Task goal:
Format every line of the records below as a JSON list of strings, one string per line, leaving out blank lines.

Dataset excerpts:
──────
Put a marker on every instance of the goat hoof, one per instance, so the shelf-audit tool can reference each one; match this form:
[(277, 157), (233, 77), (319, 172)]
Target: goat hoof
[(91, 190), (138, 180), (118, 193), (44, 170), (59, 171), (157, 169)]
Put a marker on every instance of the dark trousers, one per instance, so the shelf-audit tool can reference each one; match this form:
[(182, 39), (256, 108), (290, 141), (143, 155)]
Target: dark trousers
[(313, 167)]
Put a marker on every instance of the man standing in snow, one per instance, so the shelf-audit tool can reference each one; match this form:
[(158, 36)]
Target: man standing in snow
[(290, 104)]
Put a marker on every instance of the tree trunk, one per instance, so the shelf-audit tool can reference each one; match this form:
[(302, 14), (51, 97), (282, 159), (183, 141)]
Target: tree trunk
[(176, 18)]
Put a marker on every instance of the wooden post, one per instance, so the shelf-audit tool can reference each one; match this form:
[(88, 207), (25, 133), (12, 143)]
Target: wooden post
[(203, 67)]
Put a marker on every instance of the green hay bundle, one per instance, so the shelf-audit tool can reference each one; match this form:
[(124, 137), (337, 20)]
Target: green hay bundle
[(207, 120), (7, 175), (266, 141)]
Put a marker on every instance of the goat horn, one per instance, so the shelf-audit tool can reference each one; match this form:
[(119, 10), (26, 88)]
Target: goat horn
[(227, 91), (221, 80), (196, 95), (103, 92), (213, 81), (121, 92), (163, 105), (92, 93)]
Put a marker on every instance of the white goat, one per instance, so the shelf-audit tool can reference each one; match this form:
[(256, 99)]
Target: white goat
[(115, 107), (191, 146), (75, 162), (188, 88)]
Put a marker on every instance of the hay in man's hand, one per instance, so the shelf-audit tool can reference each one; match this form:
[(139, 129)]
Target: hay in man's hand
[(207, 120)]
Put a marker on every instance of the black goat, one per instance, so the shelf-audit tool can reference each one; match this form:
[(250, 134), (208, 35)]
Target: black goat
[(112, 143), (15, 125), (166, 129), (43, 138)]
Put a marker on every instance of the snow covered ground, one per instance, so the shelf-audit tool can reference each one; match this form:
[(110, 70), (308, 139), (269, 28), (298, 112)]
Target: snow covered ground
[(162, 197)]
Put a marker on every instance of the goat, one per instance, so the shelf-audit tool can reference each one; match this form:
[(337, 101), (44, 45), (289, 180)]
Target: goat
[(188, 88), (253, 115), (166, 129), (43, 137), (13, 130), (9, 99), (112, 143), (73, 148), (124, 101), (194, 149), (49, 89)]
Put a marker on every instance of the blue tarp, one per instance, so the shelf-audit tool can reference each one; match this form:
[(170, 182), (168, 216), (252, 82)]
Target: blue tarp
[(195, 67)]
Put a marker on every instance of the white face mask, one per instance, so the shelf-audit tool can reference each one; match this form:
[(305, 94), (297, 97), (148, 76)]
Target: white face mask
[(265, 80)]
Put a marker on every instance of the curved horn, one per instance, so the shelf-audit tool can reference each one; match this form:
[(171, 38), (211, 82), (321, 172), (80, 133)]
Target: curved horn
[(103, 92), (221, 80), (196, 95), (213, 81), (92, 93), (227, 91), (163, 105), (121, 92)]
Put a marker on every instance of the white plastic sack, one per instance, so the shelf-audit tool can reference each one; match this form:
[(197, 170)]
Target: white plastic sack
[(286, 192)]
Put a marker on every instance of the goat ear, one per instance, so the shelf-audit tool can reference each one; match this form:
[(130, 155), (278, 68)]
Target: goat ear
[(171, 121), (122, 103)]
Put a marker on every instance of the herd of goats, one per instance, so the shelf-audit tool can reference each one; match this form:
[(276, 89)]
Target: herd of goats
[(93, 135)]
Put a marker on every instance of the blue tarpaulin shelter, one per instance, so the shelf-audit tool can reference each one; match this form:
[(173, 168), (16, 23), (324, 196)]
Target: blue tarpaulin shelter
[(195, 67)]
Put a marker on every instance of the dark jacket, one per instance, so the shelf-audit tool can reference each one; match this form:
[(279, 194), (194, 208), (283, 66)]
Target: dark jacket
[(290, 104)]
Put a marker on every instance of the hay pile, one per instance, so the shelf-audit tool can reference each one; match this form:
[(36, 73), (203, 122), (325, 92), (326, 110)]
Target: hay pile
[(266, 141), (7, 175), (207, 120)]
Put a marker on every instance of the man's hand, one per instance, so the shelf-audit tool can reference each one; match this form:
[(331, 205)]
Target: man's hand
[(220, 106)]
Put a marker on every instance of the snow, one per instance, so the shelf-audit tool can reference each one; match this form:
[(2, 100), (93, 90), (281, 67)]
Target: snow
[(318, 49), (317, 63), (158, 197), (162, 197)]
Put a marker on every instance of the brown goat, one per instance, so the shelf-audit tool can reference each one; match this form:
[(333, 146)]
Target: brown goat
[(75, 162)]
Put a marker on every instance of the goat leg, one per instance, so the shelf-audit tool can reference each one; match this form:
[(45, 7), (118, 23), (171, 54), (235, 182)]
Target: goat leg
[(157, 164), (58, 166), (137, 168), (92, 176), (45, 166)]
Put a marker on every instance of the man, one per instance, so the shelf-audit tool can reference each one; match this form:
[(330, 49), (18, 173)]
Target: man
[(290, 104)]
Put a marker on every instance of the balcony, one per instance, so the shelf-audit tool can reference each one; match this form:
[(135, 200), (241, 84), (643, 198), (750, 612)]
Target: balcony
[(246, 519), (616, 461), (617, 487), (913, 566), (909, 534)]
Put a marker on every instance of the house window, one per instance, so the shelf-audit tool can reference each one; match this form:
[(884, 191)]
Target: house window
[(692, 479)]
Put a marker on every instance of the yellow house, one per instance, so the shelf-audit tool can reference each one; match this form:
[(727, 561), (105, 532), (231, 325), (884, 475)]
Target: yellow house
──────
Correct result:
[
  "Put a marker on every instance of the goat hoof, one per instance, so the shelf-audit tool can reference each one; match this form:",
  "[(277, 157), (233, 77), (319, 172)]",
  "Target: goat hoof",
  "[(91, 190), (138, 180), (118, 193), (44, 170), (59, 171), (157, 169)]",
  "Put a marker on every instance of the dark trousers, one per instance, so the shelf-audit tool can reference each one; match this form:",
  "[(182, 39), (256, 108), (290, 141), (143, 155)]",
  "Target: dark trousers",
  "[(313, 167)]",
  "Put a marker on every instance of the man standing in snow, one per instance, so the shelf-audit tool can reference each one; match this form:",
  "[(158, 36)]",
  "Target: man standing in snow",
  "[(290, 104)]",
  "Put a marker on every instance of the tree trunk, one per instance, so the shelf-audit tool can reference each one; match this form:",
  "[(302, 14), (51, 97), (282, 159), (183, 141)]",
  "Target: tree trunk",
  "[(176, 18)]",
  "Put a marker on every instance of the wooden post, one per instance, so the shelf-audit tool can reference each one; match this form:",
  "[(88, 207), (25, 133), (12, 143)]",
  "Target: wooden post",
  "[(203, 67)]",
  "Put a marker on every instance of the green hay bundle, one per instance, so the shelf-audit tool can reference each one; match this form:",
  "[(124, 137), (337, 20)]",
  "Target: green hay bundle",
  "[(207, 120), (7, 175), (266, 141)]",
  "Put a marker on every instance of the goat horn, one per instance, so the shelf-audit tool can reference each one; match this form:",
  "[(119, 10), (26, 88)]",
  "Target: goat horn",
  "[(227, 91), (221, 80), (196, 95), (103, 92), (213, 81), (121, 92), (163, 105), (92, 93)]",
  "Put a marker on every instance of the white goat, one per instance, so the shelf-audit tool can reference each one; match this form:",
  "[(256, 99)]",
  "Target: white goat",
  "[(115, 107), (191, 146), (75, 162), (188, 88)]",
  "Put a marker on every instance of the hay in man's hand, one per instance, so the shelf-audit tool can reference each one; match this form:",
  "[(139, 129)]",
  "Target: hay in man's hand",
  "[(207, 120)]",
  "Put a marker on every instance of the black goat, one per instance, so the shelf-audit tool can reference each one; match this form:",
  "[(250, 134), (208, 35)]",
  "Target: black goat",
  "[(112, 143), (15, 125), (166, 129), (43, 138)]",
  "Put a marker on every instance of the snow covered ground, one per instance, so the shelf-audit tool can reference each one; match this form:",
  "[(110, 70), (308, 139), (269, 28), (298, 112)]",
  "Target: snow covered ground",
  "[(162, 197)]",
  "Put a marker on every instance of the goat, one per instance, so the shelf-audit tool can reference each one; match this form:",
  "[(337, 101), (44, 45), (289, 180)]",
  "Target: goat",
  "[(188, 88), (253, 115), (166, 129), (43, 137), (13, 130), (9, 99), (112, 143), (73, 148), (124, 101), (194, 149), (49, 89)]",
  "Put a marker on every instance of the blue tarp, one per instance, so the shelf-audit tool can reference each one; match this form:",
  "[(170, 182), (168, 216), (252, 82)]",
  "Target: blue tarp",
  "[(195, 67)]",
  "Put a marker on every instance of the white face mask, one per instance, so the shelf-audit tool can reference each one; match this form:",
  "[(305, 94), (297, 97), (148, 76)]",
  "Target: white face mask",
  "[(265, 80)]",
  "Put a marker on every instance of the curved horn, one per instance, so the shelf-audit tool can reference each one; match this form:",
  "[(171, 38), (211, 82), (321, 172), (80, 133)]",
  "Target: curved horn",
  "[(103, 92), (221, 80), (196, 95), (213, 81), (92, 93), (227, 91), (163, 105), (121, 92)]",
  "Put a marker on every instance of the white plastic sack, one per instance, so the shelf-audit tool can reference each one; match this form:",
  "[(197, 170)]",
  "Target: white plastic sack",
  "[(286, 192)]",
  "Put a marker on every instance of the goat ear, one per instance, so the shelf-audit tool can reference each one; match this form:",
  "[(130, 155), (278, 68)]",
  "Target: goat ear",
  "[(171, 121), (122, 103)]",
  "Put a marker on every instance of the herd of goats, one per instance, so the shelf-audit tool can reference each one; match this form:",
  "[(276, 89)]",
  "Target: herd of goats",
  "[(93, 135)]",
  "Put a marker on every instance of the blue tarpaulin shelter, one per instance, so the shelf-audit tool can reference each one; match this form:",
  "[(173, 168), (16, 23), (324, 196)]",
  "Target: blue tarpaulin shelter",
  "[(195, 67)]",
  "Put a marker on every instance of the dark jacket, one per instance, so the shelf-audit tool can reference each one; match this form:",
  "[(279, 194), (194, 208), (283, 66)]",
  "Target: dark jacket",
  "[(290, 104)]",
  "Put a marker on every instance of the hay pile, one per instance, so the shelf-audit tool can reference each one; match this form:",
  "[(36, 73), (203, 122), (325, 92), (326, 110)]",
  "Target: hay pile",
  "[(266, 141), (7, 175), (207, 120)]",
  "Put a marker on every instance of the man's hand, one per instance, so the shelf-audit tool can reference each one; match this form:",
  "[(331, 205)]",
  "Target: man's hand",
  "[(220, 106)]",
  "Put a marker on every instance of the snow, one per instance, so the shelf-audit tool can reference each one; match this form:",
  "[(2, 100), (93, 90), (281, 67)]",
  "Target: snow",
  "[(318, 49), (317, 63), (158, 197), (162, 197)]",
  "Put a marker on every instance of the brown goat, one per instance, so the shelf-audit tool can reference each one; match this form:",
  "[(333, 146)]",
  "Target: brown goat",
  "[(75, 162)]",
  "Put a marker on every instance of the goat leg, one per instance, so the shelf-audit tool can reference each one; match this form:",
  "[(45, 7), (118, 23), (171, 54), (235, 182)]",
  "Target: goat leg",
  "[(157, 164), (58, 166), (137, 168), (92, 176), (45, 166)]",
  "Put a marker on every instance of the man, one per instance, so the shelf-audit tool can reference each one; match this form:",
  "[(330, 49), (18, 173)]",
  "Target: man",
  "[(290, 104)]",
  "Put a marker on every instance of the balcony, one per instance, so the shelf-audit tool can reference each one; match this form:",
  "[(135, 200), (241, 84), (643, 198), (750, 612)]",
  "Target: balcony",
  "[(246, 519), (616, 461), (617, 487), (913, 566), (909, 534)]",
  "Put a marker on every instance of the house window, one per instance, so the shelf-audit tool can reference each one; match this form:",
  "[(884, 191)]",
  "Target: house window",
  "[(692, 479)]",
  "Put a marker on every instance of the yellow house, one per instance, so the shelf-audit tool can reference each one; match this form:",
  "[(727, 561), (105, 532), (231, 325), (884, 475)]",
  "Target: yellow house"
]